DOCUMENT TEXT START

Demographic data, risk factor for skin cancer and clinical diagnoses of skin cancer, precancerous lesions, and risk lesions data were registered.

Statistical Analysis

Descriptive analysis is presented as absolute and relative frequencies. Cohen’s kappa coefficient between dermatologist and GPs was calculated.

Results

One hundred eight patients were referenced by GPs to the dermatologist screening, 35 % were males and 65 % were females, with a mean age of 54 years. Five percent were illiterate, 47 % had basic school education, and only 12 % had university education.

Population risk factors for skin cancer are described in Table 1 and clinical diagnosis of the screened population in Table 2.

Table 1 Population risk factors for skin cancer
Full size table
Table 2 Clinical diagnosis of the screened population
Full size table

Significant clinical diagnostics from dermatologists’ examination were atypical nevi in 31 %, AK in 31 %, leucoplasia in 5 %, basal cell carcinoma in 7 %, squamous cell carcinoma in 8 %, and melanoma in 1 % of the patients.

DOCUMENT TEXT END

| WHAT THE TASK REQUIRES |
Reproduce verbatim the passage of the skin cancer screening text starting at "Statistical Analysis" and ending at "had university education.".

SOURCE MATERIAL START

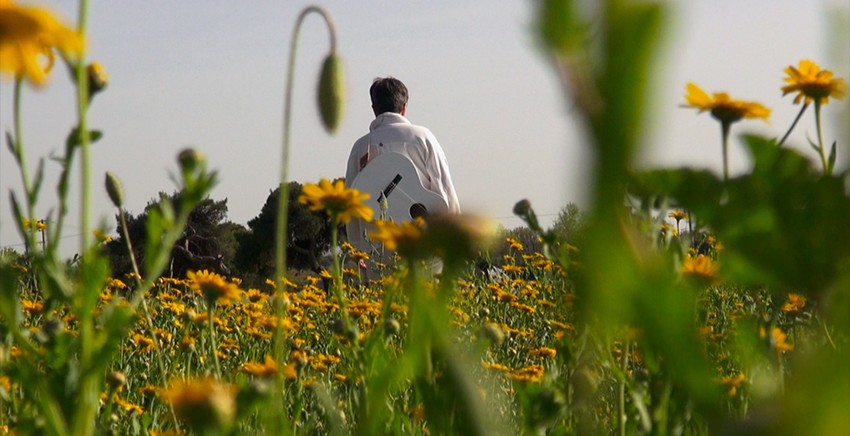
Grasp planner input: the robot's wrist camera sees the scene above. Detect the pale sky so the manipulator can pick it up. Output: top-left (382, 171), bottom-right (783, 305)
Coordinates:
top-left (0, 0), bottom-right (850, 254)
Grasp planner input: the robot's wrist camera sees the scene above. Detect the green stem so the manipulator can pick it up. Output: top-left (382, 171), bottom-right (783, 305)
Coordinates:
top-left (73, 0), bottom-right (97, 435)
top-left (617, 341), bottom-right (629, 436)
top-left (776, 103), bottom-right (809, 147)
top-left (118, 207), bottom-right (180, 428)
top-left (76, 0), bottom-right (92, 252)
top-left (207, 299), bottom-right (221, 380)
top-left (720, 121), bottom-right (732, 183)
top-left (815, 100), bottom-right (832, 175)
top-left (13, 77), bottom-right (36, 250)
top-left (272, 6), bottom-right (336, 429)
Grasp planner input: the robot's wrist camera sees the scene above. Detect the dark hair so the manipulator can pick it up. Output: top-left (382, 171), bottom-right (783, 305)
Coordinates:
top-left (369, 77), bottom-right (407, 115)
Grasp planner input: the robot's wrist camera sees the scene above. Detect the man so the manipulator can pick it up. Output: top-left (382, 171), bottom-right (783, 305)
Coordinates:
top-left (345, 77), bottom-right (460, 251)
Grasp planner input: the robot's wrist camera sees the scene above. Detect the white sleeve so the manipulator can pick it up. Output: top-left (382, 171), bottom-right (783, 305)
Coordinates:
top-left (427, 135), bottom-right (460, 213)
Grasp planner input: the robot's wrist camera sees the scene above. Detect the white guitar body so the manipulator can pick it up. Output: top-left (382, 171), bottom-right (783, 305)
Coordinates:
top-left (351, 152), bottom-right (449, 222)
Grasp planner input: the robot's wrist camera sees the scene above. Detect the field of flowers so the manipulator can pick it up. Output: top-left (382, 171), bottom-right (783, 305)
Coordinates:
top-left (0, 0), bottom-right (850, 435)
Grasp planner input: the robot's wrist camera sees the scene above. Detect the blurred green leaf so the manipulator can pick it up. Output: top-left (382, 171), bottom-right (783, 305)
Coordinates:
top-left (633, 135), bottom-right (850, 294)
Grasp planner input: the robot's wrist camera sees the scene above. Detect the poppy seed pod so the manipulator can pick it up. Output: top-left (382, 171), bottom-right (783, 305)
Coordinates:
top-left (177, 148), bottom-right (206, 171)
top-left (319, 53), bottom-right (345, 133)
top-left (106, 171), bottom-right (124, 207)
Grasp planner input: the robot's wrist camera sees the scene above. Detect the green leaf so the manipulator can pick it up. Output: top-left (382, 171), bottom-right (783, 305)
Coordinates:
top-left (630, 135), bottom-right (850, 294)
top-left (826, 141), bottom-right (837, 174)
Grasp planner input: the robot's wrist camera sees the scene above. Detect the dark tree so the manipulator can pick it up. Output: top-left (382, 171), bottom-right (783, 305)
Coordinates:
top-left (106, 192), bottom-right (244, 277)
top-left (236, 182), bottom-right (338, 282)
top-left (552, 203), bottom-right (589, 245)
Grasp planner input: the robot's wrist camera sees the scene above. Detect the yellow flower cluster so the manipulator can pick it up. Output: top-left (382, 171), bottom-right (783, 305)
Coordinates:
top-left (782, 59), bottom-right (847, 104)
top-left (685, 83), bottom-right (770, 124)
top-left (0, 0), bottom-right (84, 85)
top-left (298, 179), bottom-right (373, 224)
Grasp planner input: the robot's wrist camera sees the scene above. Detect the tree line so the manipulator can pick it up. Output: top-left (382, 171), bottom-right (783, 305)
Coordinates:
top-left (104, 181), bottom-right (586, 286)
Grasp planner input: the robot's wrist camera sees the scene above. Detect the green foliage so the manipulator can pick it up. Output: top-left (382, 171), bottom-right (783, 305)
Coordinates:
top-left (552, 203), bottom-right (590, 245)
top-left (633, 136), bottom-right (850, 295)
top-left (236, 182), bottom-right (338, 283)
top-left (105, 192), bottom-right (244, 277)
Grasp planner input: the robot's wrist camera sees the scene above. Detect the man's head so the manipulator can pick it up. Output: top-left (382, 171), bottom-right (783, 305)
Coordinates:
top-left (369, 77), bottom-right (407, 116)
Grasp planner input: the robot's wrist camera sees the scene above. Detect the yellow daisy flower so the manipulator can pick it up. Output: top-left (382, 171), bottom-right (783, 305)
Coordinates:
top-left (685, 83), bottom-right (770, 124)
top-left (0, 0), bottom-right (84, 85)
top-left (682, 254), bottom-right (718, 280)
top-left (186, 270), bottom-right (241, 304)
top-left (782, 294), bottom-right (806, 314)
top-left (369, 221), bottom-right (425, 255)
top-left (162, 378), bottom-right (236, 432)
top-left (239, 356), bottom-right (277, 377)
top-left (782, 59), bottom-right (847, 104)
top-left (667, 209), bottom-right (688, 221)
top-left (298, 179), bottom-right (372, 224)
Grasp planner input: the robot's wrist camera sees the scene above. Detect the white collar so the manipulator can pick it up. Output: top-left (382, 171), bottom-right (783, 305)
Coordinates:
top-left (369, 112), bottom-right (410, 131)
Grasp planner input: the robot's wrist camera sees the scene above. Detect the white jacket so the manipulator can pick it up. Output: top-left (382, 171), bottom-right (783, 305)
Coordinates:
top-left (345, 112), bottom-right (460, 250)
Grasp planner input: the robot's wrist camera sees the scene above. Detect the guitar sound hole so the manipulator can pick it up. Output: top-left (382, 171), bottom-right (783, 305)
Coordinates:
top-left (410, 203), bottom-right (428, 219)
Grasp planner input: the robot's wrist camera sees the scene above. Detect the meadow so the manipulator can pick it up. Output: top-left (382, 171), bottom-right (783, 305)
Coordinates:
top-left (0, 0), bottom-right (850, 435)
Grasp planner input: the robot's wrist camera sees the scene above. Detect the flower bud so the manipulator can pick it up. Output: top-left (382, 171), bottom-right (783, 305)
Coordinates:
top-left (106, 171), bottom-right (124, 208)
top-left (86, 62), bottom-right (109, 98)
top-left (481, 322), bottom-right (505, 347)
top-left (384, 318), bottom-right (401, 336)
top-left (319, 53), bottom-right (345, 133)
top-left (177, 148), bottom-right (206, 171)
top-left (514, 199), bottom-right (531, 216)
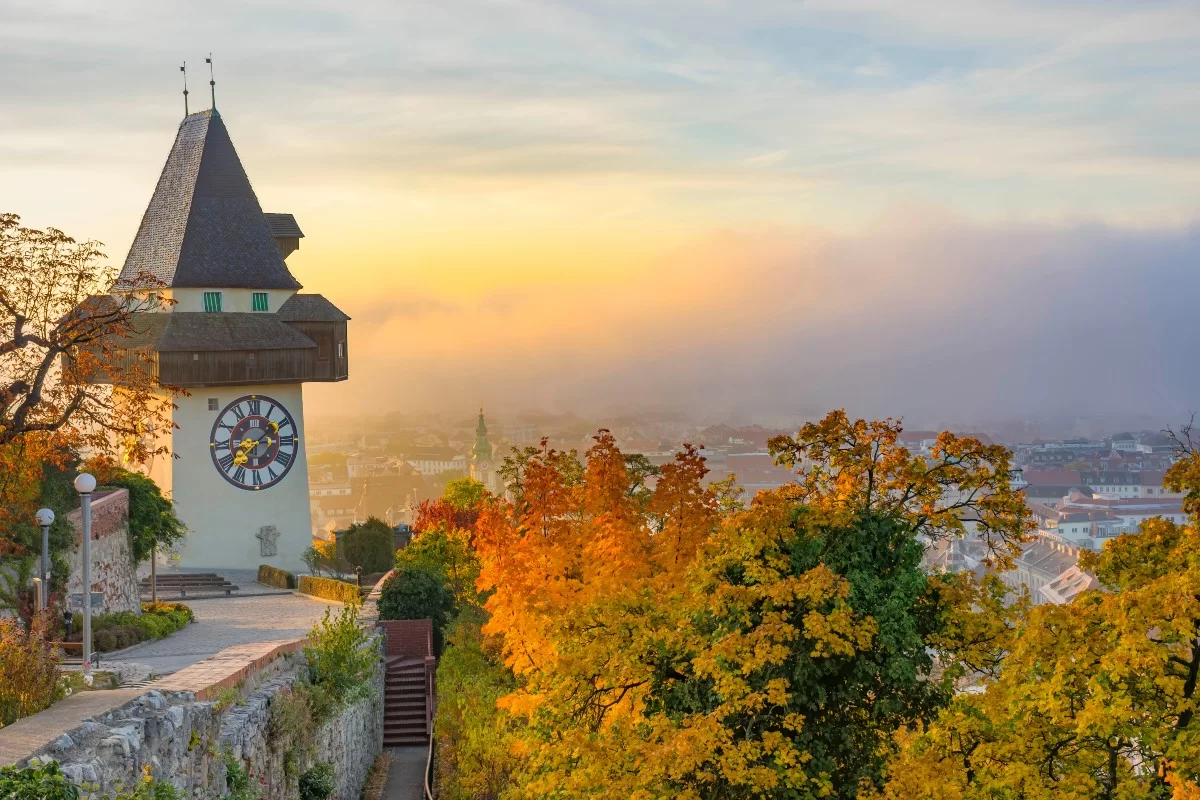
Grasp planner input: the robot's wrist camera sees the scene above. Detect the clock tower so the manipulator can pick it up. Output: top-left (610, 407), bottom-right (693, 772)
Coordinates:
top-left (102, 109), bottom-right (349, 570)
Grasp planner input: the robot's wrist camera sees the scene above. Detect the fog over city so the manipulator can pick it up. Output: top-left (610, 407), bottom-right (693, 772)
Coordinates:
top-left (310, 210), bottom-right (1200, 423)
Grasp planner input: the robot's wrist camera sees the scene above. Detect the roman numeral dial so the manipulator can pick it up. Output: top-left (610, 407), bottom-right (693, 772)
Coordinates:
top-left (209, 395), bottom-right (300, 492)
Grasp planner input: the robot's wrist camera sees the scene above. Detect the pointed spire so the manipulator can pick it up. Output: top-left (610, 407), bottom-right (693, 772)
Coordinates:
top-left (118, 110), bottom-right (300, 289)
top-left (204, 53), bottom-right (217, 114)
top-left (179, 61), bottom-right (187, 116)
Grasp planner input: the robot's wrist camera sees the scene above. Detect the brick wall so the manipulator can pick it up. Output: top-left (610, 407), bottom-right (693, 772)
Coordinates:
top-left (377, 619), bottom-right (433, 658)
top-left (66, 489), bottom-right (142, 613)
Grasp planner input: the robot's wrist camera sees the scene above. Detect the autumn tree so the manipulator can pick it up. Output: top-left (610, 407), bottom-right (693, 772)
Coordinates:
top-left (476, 411), bottom-right (1028, 800)
top-left (0, 213), bottom-right (174, 614)
top-left (883, 435), bottom-right (1200, 800)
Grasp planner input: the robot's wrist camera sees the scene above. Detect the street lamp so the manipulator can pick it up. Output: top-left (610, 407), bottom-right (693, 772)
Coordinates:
top-left (37, 509), bottom-right (54, 608)
top-left (76, 473), bottom-right (96, 684)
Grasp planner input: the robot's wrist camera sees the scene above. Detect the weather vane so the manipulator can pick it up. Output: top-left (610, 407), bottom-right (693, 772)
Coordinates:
top-left (204, 53), bottom-right (217, 112)
top-left (179, 61), bottom-right (187, 116)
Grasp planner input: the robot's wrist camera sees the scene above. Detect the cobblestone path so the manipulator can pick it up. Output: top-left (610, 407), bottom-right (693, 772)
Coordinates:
top-left (108, 594), bottom-right (342, 675)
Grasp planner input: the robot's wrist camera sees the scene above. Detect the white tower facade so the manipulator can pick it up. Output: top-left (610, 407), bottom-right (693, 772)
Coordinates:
top-left (105, 110), bottom-right (349, 570)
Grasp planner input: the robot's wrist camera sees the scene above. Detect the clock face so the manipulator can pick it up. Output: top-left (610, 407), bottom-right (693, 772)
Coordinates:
top-left (209, 395), bottom-right (300, 491)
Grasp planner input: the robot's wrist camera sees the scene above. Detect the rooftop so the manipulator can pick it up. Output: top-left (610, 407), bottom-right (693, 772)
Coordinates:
top-left (116, 110), bottom-right (302, 289)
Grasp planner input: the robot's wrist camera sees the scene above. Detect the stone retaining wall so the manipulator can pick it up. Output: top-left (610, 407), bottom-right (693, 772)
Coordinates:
top-left (20, 640), bottom-right (384, 800)
top-left (66, 489), bottom-right (142, 614)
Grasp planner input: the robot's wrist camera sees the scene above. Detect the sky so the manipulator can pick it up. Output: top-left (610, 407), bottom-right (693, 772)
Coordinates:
top-left (0, 0), bottom-right (1200, 429)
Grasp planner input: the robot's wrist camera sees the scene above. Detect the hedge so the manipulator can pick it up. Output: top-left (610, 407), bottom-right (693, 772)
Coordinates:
top-left (298, 575), bottom-right (362, 603)
top-left (67, 603), bottom-right (196, 652)
top-left (258, 564), bottom-right (296, 589)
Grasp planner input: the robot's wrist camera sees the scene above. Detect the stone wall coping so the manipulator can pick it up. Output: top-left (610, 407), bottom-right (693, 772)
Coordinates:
top-left (154, 638), bottom-right (308, 700)
top-left (67, 488), bottom-right (130, 546)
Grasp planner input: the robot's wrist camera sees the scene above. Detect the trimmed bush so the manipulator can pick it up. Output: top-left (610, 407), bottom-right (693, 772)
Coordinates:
top-left (300, 762), bottom-right (337, 800)
top-left (296, 575), bottom-right (362, 603)
top-left (379, 564), bottom-right (454, 652)
top-left (337, 517), bottom-right (396, 572)
top-left (258, 564), bottom-right (296, 589)
top-left (70, 603), bottom-right (196, 652)
top-left (0, 762), bottom-right (79, 800)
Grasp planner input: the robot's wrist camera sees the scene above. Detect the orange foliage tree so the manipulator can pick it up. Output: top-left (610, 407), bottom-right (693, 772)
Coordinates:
top-left (878, 428), bottom-right (1200, 800)
top-left (475, 411), bottom-right (1028, 799)
top-left (0, 213), bottom-right (176, 594)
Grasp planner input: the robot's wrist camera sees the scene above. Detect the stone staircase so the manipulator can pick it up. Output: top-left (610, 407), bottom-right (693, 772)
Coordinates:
top-left (383, 658), bottom-right (430, 747)
top-left (377, 619), bottom-right (437, 747)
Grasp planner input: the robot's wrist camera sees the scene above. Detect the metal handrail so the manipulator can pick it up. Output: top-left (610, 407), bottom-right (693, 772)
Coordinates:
top-left (425, 734), bottom-right (436, 800)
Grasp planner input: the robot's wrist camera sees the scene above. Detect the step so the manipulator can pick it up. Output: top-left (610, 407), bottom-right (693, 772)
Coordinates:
top-left (383, 709), bottom-right (425, 724)
top-left (383, 736), bottom-right (430, 747)
top-left (383, 716), bottom-right (428, 733)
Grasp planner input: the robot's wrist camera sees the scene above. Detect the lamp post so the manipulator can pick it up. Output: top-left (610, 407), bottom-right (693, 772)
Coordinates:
top-left (37, 509), bottom-right (54, 608)
top-left (76, 473), bottom-right (96, 684)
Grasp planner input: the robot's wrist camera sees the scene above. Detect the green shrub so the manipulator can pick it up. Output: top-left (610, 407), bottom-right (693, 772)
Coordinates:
top-left (81, 603), bottom-right (194, 652)
top-left (0, 762), bottom-right (79, 800)
top-left (296, 575), bottom-right (362, 606)
top-left (300, 762), bottom-right (337, 800)
top-left (379, 564), bottom-right (454, 652)
top-left (103, 469), bottom-right (187, 564)
top-left (304, 606), bottom-right (379, 722)
top-left (258, 564), bottom-right (296, 589)
top-left (337, 517), bottom-right (396, 573)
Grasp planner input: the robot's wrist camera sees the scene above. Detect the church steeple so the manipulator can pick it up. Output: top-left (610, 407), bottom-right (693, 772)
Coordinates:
top-left (470, 408), bottom-right (492, 462)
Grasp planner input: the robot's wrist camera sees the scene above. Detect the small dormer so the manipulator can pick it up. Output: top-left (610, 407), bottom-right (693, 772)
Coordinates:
top-left (263, 211), bottom-right (304, 258)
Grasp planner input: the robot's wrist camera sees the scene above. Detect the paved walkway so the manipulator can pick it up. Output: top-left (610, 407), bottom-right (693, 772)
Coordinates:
top-left (108, 593), bottom-right (342, 675)
top-left (383, 747), bottom-right (428, 800)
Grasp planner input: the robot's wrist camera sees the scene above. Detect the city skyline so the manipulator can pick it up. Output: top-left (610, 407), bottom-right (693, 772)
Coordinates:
top-left (0, 2), bottom-right (1200, 420)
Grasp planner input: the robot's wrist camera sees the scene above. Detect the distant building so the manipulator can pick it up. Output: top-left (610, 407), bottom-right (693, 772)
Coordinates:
top-left (1112, 433), bottom-right (1138, 452)
top-left (1001, 535), bottom-right (1099, 604)
top-left (470, 409), bottom-right (497, 493)
top-left (404, 447), bottom-right (467, 475)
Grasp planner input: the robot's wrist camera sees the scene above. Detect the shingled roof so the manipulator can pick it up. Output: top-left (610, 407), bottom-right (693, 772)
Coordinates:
top-left (115, 311), bottom-right (317, 353)
top-left (278, 294), bottom-right (349, 323)
top-left (118, 110), bottom-right (300, 289)
top-left (263, 211), bottom-right (304, 239)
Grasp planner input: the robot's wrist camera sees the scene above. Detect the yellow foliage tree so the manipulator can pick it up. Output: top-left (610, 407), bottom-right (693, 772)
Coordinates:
top-left (882, 451), bottom-right (1200, 800)
top-left (475, 413), bottom-right (1027, 800)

SOURCE MATERIAL END

| YOUR SOLUTION |
Statistical Analysis

Descriptive analysis is presented as absolute and relative frequencies. Cohen’s kappa coefficient between dermatologist and GPs was calculated.

Results

One hundred eight patients were referenced by GPs to the dermatologist screening, 35 % were males and 65 % were females, with a mean age of 54 years. Five percent were illiterate, 47 % had basic school education, and only 12 % had university education.